Work instructions:
[a] List the audiobooks that the piece about swapping music for audiobooks credits with a specific result for the writer, and give that result for each.
[b] Continue the piece about swapping music for audiobooks and applying what you learn, starting from the point where it stops.

Text block:
I gotchu, I felt the same way.

That’s why I decided to make one tiny change that rerouted the course of my life.

I replaced music in the car, with audiobooks.

One audiobook alone, the Automatic Millionaire, resulted in my saving literally $130,000 over the course of five years that continues to grow to this day.

The Willpower Instinct Audiobook taught me how to become disciplined.

The slight edge taught me how to make smarter choices.

How To Not Die Alone helped me find a girlfriend.

And on and on.

3.All by switching on audible, instead of Spotify on my drives to and from work.

That’s it.

If you don’t know which book to get started with, trust me you’ll want to start with this:

This Book Makes Men Attractive
How effective is a treadmill at causing people to lose weight?

Depends on how often you use it.

The same applies to knowledge.

Just because you own the knowledge, like the treadmill, nothing will happen.

When I started college I read dozens of books on socializing but even after a year of reading I’d hardly made any new friends or achieved my intended goal of finding a romantic relationship.

Why?

Because I thought:
Reading = Achievement.

The correct formula is:
Reading + Frequent Application = Achievement.

I’ve found personally that if I don’t apply something within 72 hours of learning it, the odds that I’ll apply it at all are near 0%.

So what did I do?

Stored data

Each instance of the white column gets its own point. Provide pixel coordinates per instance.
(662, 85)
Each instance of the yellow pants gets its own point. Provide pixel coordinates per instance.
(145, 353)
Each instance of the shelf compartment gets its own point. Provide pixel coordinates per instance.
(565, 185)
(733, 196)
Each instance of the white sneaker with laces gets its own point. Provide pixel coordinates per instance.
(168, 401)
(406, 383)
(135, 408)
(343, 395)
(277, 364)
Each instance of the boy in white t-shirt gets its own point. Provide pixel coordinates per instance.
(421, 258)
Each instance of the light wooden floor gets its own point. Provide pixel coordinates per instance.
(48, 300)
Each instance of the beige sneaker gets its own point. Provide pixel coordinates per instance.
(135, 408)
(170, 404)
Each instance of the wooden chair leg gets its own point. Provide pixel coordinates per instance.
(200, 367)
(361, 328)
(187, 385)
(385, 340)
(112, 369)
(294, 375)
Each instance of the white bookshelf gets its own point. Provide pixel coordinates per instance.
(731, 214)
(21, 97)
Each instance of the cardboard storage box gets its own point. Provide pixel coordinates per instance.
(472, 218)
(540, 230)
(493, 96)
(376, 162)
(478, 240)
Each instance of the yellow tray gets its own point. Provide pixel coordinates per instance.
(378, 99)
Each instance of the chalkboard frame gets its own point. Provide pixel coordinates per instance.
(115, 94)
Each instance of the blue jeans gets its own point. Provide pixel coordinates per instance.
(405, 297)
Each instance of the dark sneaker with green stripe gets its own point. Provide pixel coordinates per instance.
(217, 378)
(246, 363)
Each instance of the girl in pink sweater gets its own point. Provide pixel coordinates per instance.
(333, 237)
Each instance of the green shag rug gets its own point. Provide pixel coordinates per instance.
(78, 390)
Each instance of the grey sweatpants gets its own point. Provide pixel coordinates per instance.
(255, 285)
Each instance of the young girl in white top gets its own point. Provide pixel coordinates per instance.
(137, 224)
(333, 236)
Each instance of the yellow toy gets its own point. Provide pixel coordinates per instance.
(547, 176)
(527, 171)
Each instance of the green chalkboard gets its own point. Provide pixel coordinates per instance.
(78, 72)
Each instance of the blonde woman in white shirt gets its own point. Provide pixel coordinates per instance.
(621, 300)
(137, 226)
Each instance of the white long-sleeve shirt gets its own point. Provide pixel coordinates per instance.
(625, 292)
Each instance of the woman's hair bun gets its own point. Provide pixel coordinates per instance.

Answers given:
[a]
- The Automatic Millionaire: led to saving $130,000 over five years.
- The Willpower Instinct: taught the writer how to become disciplined.
- The slight edge: taught the writer how to make smarter choices.
- How To Not Die Alone: helped the writer find a girlfriend.

[b]
I tried to apply anything I learned either the same day or at the latest by the end of the following day.

What happened?

I started making more friends as a result of my social skills books.

I started saving more money due to my finance books.

I started becoming happier due to my self improvement books.

The results are in the actions, so if you don’t act on what you learn, you will get exactly what you put in.

4: Practice Discomfort Training

What separates a boy from a man?

A child follows his emotions.

A man follows his principles.

Disobeying your emotions is uncomfortable.

That’s why discomfort Training is one of the best ways to unf*ck your life.

What is discomfort training?

It’s learning to feel discomfort — and sit with it.

Want to know a common name for this?

The Monks call it, meditation.

I can hear the collective sighing now.

“Do I have to meditate?”

No.

What the gym is to your muscles, mediation is to your self control.

You don’t HAVE to go to the gym, but don’t complain if your muscles can’t do the job you ask it to do later.

If you can’t seem to stop yourself from:

Eating junk food.
Quitting porn.
Doing the things you should be doing.
Well then, it sounds like you might need some discomfort training.

5: Practice Being Happy.

Here’s something that took me forever to realize:

Happiness precedes success.

Success doesn’t precede happiness.

In order to get what you want, become happy FIRST.

Here’s a prime example.

You ever notice how you can’t get a date when you think a relationship is what you need to be happy?

Then after you’ve become happy with yourself alright, dating is hella easy?

That’s because when you’re happy, your brain can function at full power.

It can see the opportunities.

It has the drive to do what I needs to for it’s goals.

When you’re sad though, you just sit there and think of reasons why something is impossible or can’t work.

To do this, practice gratitude journalilng.

For this I just ask myself each morning:

A. What is a happy memory I have?

B. What am I happy that DIDN’T occur?

For happy memories I’ll think of something like me hanging out with my best friend for my birthday.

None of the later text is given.